START Working data
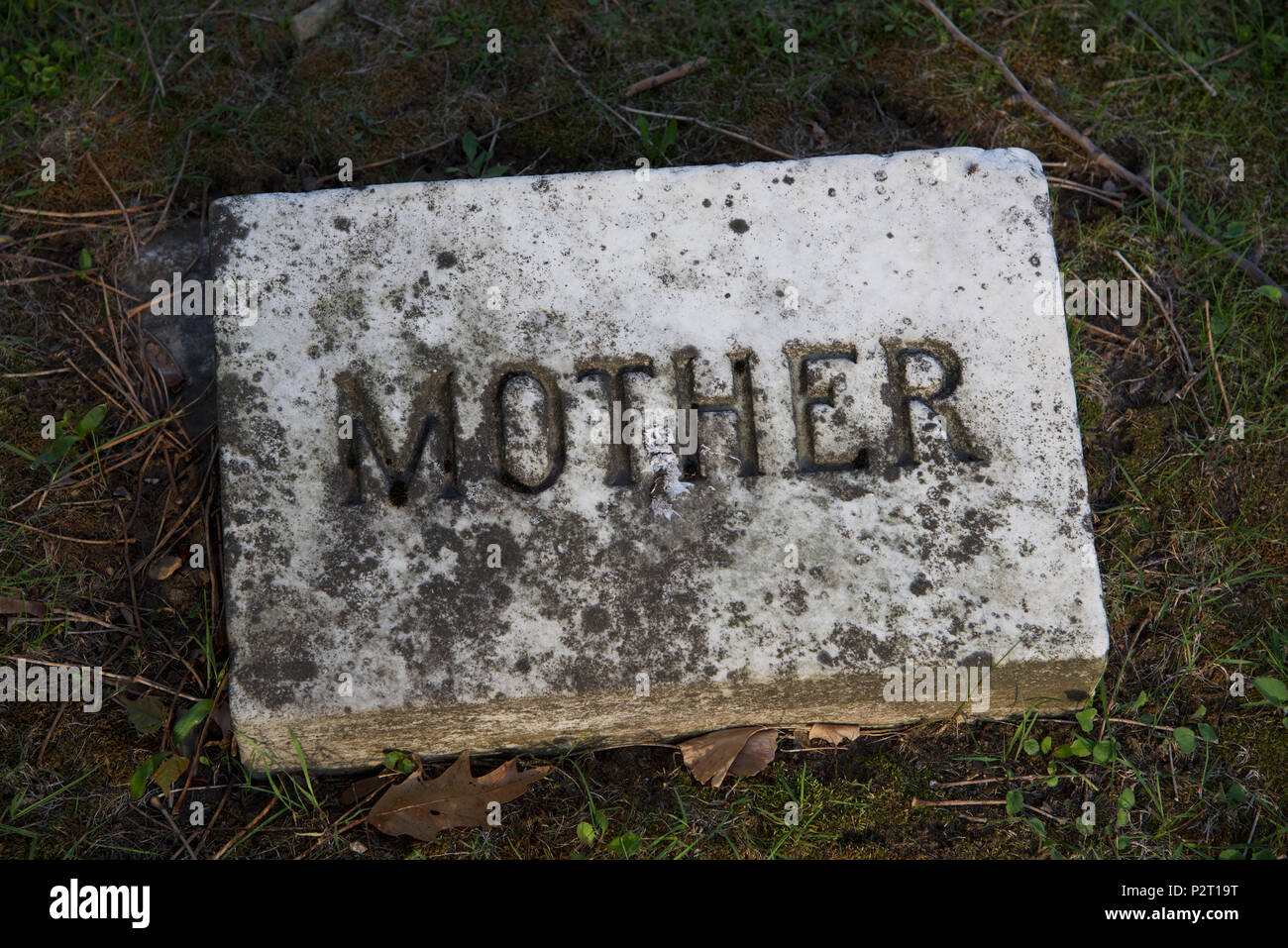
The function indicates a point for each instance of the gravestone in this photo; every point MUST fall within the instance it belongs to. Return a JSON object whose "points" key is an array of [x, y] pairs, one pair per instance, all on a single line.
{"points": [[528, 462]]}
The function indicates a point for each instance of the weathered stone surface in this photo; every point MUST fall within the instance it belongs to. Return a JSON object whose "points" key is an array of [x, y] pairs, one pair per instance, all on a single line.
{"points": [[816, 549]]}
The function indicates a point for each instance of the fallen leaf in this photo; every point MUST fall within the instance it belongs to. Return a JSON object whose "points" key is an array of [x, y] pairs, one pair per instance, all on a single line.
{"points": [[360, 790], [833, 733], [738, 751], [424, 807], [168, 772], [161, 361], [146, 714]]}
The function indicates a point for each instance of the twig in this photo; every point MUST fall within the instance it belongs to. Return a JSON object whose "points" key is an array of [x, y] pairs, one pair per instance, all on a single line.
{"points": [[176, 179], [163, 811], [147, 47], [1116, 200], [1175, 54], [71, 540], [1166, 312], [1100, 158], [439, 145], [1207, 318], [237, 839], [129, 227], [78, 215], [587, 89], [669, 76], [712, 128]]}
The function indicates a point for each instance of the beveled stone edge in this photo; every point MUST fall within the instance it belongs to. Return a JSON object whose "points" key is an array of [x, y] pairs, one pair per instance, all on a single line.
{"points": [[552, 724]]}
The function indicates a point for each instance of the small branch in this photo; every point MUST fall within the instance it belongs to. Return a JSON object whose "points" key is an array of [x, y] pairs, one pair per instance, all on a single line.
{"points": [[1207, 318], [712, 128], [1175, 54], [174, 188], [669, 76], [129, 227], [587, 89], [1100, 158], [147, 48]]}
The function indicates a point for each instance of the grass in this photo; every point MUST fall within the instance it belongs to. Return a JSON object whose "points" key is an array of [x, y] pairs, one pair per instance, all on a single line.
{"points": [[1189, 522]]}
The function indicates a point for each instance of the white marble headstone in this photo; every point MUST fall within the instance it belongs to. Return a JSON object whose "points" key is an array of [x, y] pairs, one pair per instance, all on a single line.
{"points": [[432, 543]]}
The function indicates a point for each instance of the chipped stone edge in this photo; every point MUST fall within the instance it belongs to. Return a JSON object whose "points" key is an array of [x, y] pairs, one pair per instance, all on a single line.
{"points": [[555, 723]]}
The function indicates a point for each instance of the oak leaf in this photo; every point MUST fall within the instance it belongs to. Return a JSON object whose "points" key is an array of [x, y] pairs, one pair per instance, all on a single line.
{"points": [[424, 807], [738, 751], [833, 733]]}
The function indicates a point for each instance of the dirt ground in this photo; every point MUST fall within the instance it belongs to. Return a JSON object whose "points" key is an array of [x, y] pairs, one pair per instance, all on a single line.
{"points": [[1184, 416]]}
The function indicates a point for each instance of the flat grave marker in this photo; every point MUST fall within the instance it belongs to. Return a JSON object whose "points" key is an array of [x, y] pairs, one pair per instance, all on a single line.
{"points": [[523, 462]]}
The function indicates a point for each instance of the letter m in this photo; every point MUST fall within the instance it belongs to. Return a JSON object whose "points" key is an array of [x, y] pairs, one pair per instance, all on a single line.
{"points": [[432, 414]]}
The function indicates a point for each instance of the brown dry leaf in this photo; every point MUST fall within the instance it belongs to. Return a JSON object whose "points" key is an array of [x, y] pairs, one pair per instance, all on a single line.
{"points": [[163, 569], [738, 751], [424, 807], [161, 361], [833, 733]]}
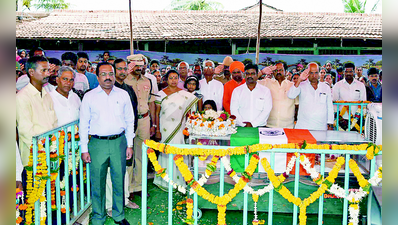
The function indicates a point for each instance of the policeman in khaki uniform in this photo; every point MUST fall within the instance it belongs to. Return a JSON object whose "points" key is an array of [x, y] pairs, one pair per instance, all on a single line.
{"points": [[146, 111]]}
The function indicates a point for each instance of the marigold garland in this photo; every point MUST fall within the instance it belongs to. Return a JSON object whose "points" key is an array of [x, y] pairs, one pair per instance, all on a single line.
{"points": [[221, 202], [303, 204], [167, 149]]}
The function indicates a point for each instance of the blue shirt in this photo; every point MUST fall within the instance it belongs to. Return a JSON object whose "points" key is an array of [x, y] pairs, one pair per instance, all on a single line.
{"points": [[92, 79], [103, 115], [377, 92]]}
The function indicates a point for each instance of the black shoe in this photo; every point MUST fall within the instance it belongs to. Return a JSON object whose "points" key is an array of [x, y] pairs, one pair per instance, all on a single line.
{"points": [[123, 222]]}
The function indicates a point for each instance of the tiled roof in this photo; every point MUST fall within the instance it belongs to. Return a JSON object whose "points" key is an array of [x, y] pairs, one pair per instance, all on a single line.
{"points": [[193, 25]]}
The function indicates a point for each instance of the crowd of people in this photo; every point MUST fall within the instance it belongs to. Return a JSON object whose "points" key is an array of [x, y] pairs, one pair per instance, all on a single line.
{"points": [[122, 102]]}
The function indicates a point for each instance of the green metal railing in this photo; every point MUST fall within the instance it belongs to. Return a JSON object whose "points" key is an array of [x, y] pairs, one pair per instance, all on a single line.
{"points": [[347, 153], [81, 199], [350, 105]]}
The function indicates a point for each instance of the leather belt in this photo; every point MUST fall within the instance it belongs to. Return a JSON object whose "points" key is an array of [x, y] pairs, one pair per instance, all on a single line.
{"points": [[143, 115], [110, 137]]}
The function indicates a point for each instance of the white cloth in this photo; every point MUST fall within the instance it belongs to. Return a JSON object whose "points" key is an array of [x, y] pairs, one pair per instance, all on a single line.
END Working data
» Brief:
What the answer must hold: all the data above, given again exactly, without pictures.

» Answer area:
The function indicates a point for each instance of the gravestone in this photo; every point MUST fall within the instance it belongs to. Return a JSON object whose "points" key is an array of [x, y] pairs, one pair per instance, all on a single line.
{"points": [[528, 462]]}
The function indicates a point for each instance of the weathered stone surface in this photo; every point MUST fall within the instance it belongs to. Return a JSON object whose "points" key is an array of [x, y] pairs, one pair per instance, all on a single line.
{"points": [[816, 549]]}
The function indicates a point for each instance of the fallen leaf in this photo; every point MUST fall within the instance it belongs to. Return a JSON object whose "points" key is an array of [x, y] pairs, one pair per instance, all on a single line.
{"points": [[360, 790], [833, 733], [738, 751], [424, 807], [168, 772], [161, 361], [146, 714]]}
The function indicates a point for each instance of the twig in this photo; every point MUST fall within the instance it belongs to. Return a JSON object whose "points" key is an array of [x, y] pairs, one pair per instance, all on a single line.
{"points": [[176, 179], [163, 811], [147, 47], [1116, 200], [1175, 54], [71, 540], [1166, 312], [1100, 158], [439, 145], [1207, 318], [237, 839], [129, 227], [78, 215], [587, 89], [669, 76], [712, 128]]}
The function indicates a point for each instance of the beveled stone edge in this photo; every point MUST fall within the instance it belongs to. Return a JSON object whose "points" key is an array of [x, y] pairs, one pair per instance, all on a single line.
{"points": [[552, 724]]}
The function indicates a point for each instance of the small branch in this photo; every point MUST fall within the instance it belongs to. Return a JSON object whose "points" key is an array of [x, y] pairs, one pair per instance, all on a single line.
{"points": [[1207, 318], [712, 128], [1175, 54], [174, 188], [669, 76], [129, 227], [587, 89], [1100, 158], [147, 48]]}
The function indicates a point for each instance of the grass in this photo; every point MUST fall within the instance it belongs to. Return a JSON object whose "points" key is an array of [x, y] pairs, one pair per instance, all on a single line.
{"points": [[1189, 522]]}
The function indicates a point for each instance of the white marble headstone in this photo; every point MUST fall within the instance it belongs to. Return a JSON object whose "points" key is an array of [x, y] pairs, one pair per instance, all on a single line.
{"points": [[432, 543]]}
The function indicates a point for each instance of the chipped stone edge in this photo; every point MUST fall within the instance it belongs to. Return a JSON object whose "points" key is an array of [x, y] pairs, one pair per instance, all on a single line.
{"points": [[555, 723]]}
The function indicates a point for each instance of the oak leaf in this photo; every point MUST fall within the instance it belongs to. Return a JSON object whose "points" key is an array of [x, y] pairs, one pair per instance, all on a single line.
{"points": [[424, 807], [738, 751], [833, 733]]}
The function indicates a point for each instance of the dirt ground in this photo; every point MUST fall within the instance it belongs to. Return a JSON object whose "points" key is an array of [x, y] pairs, one pair per instance, all on a single line.
{"points": [[1184, 416]]}
The function indicates a point for each instance of the flat grave marker in this photo; every point MUST fall within the instance it belongs to. Return a JSON object whose "points" key is an array of [x, y] pairs, one pair per instance, all on a single line.
{"points": [[523, 462]]}
The function indicates a point for each instance of the letter m in this photo; every point MUST fall within the instance it belongs to. Return a JSON object whose "points" key is an array of [x, y] pairs, one pair per instance, all on a single line.
{"points": [[432, 414]]}
The function indicates a point for each instance of the brown dry leaf in this photo; every point MUST fall within the instance it belongs to. Return a JSON object whose "points" key is an array of [x, y] pairs, one pair per instance, all on a single line.
{"points": [[163, 569], [738, 751], [424, 807], [161, 361], [833, 733]]}
The function indicates a point for each instance of the policeman in khaki uniform in this photo; every point MUST fall within the instance it belongs to. Return a JSON object whose "points" key is an array of [x, y] pairs, one pair per instance, all on a single line.
{"points": [[146, 111]]}
The function indicates a point for each instance of the marigold garland in this photo; every point MUST fall within the instance it belongs to. Return a JSON object whose "points" key is an array of [x, y] pairs, one pair per instance, all on a single line.
{"points": [[221, 202], [303, 204], [167, 149]]}
The function indicates a point for each instance of the blue shirt in this photo; every point MUST fall within the instance it belongs to. Return a JSON object whose "points" key is an array of [x, y] pairs, one pair per instance, all on a single line.
{"points": [[92, 79], [103, 115], [377, 92]]}
The function indicates a point for each instance of the black shoe in this photo; every point MUST fall within the instance it belongs to. Return a JSON object whose "points" key is an array of [x, y] pairs, one pair per instance, all on a single line.
{"points": [[123, 222]]}
The function indicates a point for each instance of the tiled roof in this photo; every point MUST fall within the instance it belongs to. Return a JSON object whose "points" key is an array of [x, y] pairs, one pair per instance, all on a single line.
{"points": [[193, 25]]}
The function indicates a point for each instance of the crowd of people in this photo; every point MUST fall within the instance it belongs to. Return a JSON object whose "points" key is an array of [x, y] pairs, one pair per instance, all on a single line.
{"points": [[122, 102]]}
The function indicates a point for each instance of the green metal railing in this photo; every point MUST fall within the instance it belongs to. Return a JSON object whose "points" key is an array of [x, y] pairs, one pair per instance, all on a single line.
{"points": [[347, 153], [81, 199], [350, 105]]}
The function indicates a point for each instance of the leather belt in this photo; every point MUST fall within the instance it belongs to. Return a JSON object whose "points" key is an array of [x, y] pairs, one pair per instance, all on a single line.
{"points": [[143, 115], [110, 137]]}
The function indicates a point for each instance of the white cloth in this photo; every point MUST fall within the instance it belongs to. Return a JSON object whose "points" key is an array of [x, y] pairs, one pair per instance, all on a single line.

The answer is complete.